SET PROBLEM A: From the post about living alone, list each place or purpose the condo is said to be conveniently located for.
SET PROBLEM B: Copy the passage of the post about living alone that begins at the words "Of course I" and ends after the words "that extra space.", substituting "apartment" for "condo".

SELECTED EXCERPT:
As of this week, I’m going to live alone for the first time in a long time. And I don’t know how I feel about it.
Well, yes I do. That’s the sort of diplomatic thing that I say at work, when someone is off-loading a petty, worthless issue onto me and I carefully say, “Thank you for sharing this with me” instead of “The levels of dumb bitchery that you have suddenly thrust upon me are almost incomprehensible.”
Of course I know how I feel about living alone. I feel NOT GOOD. But I think I’m also surprised about why I feel NOT GOOD. I have lived in my condo for ten years, which is a little crazy, because, oh hey, where did the last decade go? But it’s a happy place for me, bright, spacious, and somehow conveniently located no matter where I’m trying to go, whether it’s to work, school, to meet friends, my family, Fenway, picking everyone and their brother up at the airport, everything. So I have no driving force to move, but I also wonder what my co-habitating history would look like if I hadn’t had the extra space, and the inexplicable desire to fill that extra space.
I did live alone here for awhile. Then I lived with my boyfriend for a couple years, or something close to that. This is what happens when you’re a serial monogamist. It’s not that I’ve had a zillion relationships, really just four Big Ones, but it’s enough that I develop a little bit of relationship ADD. I really only remember the details of the last relationship that I had. Where am I supposed to store the information about how my ex-ex-boyfriend liked his pizza? I just don’t have room. I remember you guys fondly, though. I hope you dance. And please stop texting me.
In any case, living with him seemed logical, because we were going to get married. And then I decided that I didn’t want to marry him (how many stories do you want to hear at one time?) and after that, my friend J lived with me for awhile, about a year or so. This worked out well because I was still in the aftermath of breaking up with the boyfriend, and J needed a place to stay. J is like my brother and I adore him. In fact, I think I’m tagged as his actual sister on Facebook. Regardless, it worked out great in the sense that I liked being able to help him as well as have so much built-in time with him. It didn’t work out so great in the sense that he had a short-lived relationship with a 20 year old college sophomore while he was living with me, and he would bring her by to share her prolific, religious musings on how no one should finish college without being engaged.
She and I got along famously.
While J was living here, I met my most recent boyfriend, and we moved in pretty quickly, too quickly, potato, po-tah-to. When we finally ended it for real (doesn’t that sound like the next Taylor Swift song? When We Finally Ended It For Real?), my friend A moved in. She was having an issue with her own condo, so it was unrelated to my breakup, but it was convenient because again, I had an airbag in the form of a friend. But now she’s found her own place and is leaving this week. It’s the right decision, but holy crap, why won’t my airbag deploy? Where’s my safety net? Where’s the religious girl on the couch telling me I need to understand God and marriage?

SOURCE EXCERPT:
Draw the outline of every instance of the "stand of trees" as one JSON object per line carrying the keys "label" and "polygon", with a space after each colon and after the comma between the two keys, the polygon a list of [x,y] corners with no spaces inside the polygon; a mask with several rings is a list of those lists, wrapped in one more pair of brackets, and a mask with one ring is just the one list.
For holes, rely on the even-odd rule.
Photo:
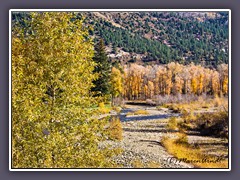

TASK ANSWER A: work, school, meeting friends, family, Fenway, picking people up at the airport

TASK ANSWER B:
Of course I know how I feel about living alone. I feel NOT GOOD. But I think I’m also surprised about why I feel NOT GOOD. I have lived in my apartment for ten years, which is a little crazy, because, oh hey, where did the last decade go? But it’s a happy place for me, bright, spacious, and somehow conveniently located no matter where I’m trying to go, whether it’s to work, school, to meet friends, my family, Fenway, picking everyone and their brother up at the airport, everything. So I have no driving force to move, but I also wonder what my co-habitating history would look like if I hadn’t had the extra space, and the inexplicable desire to fill that extra space.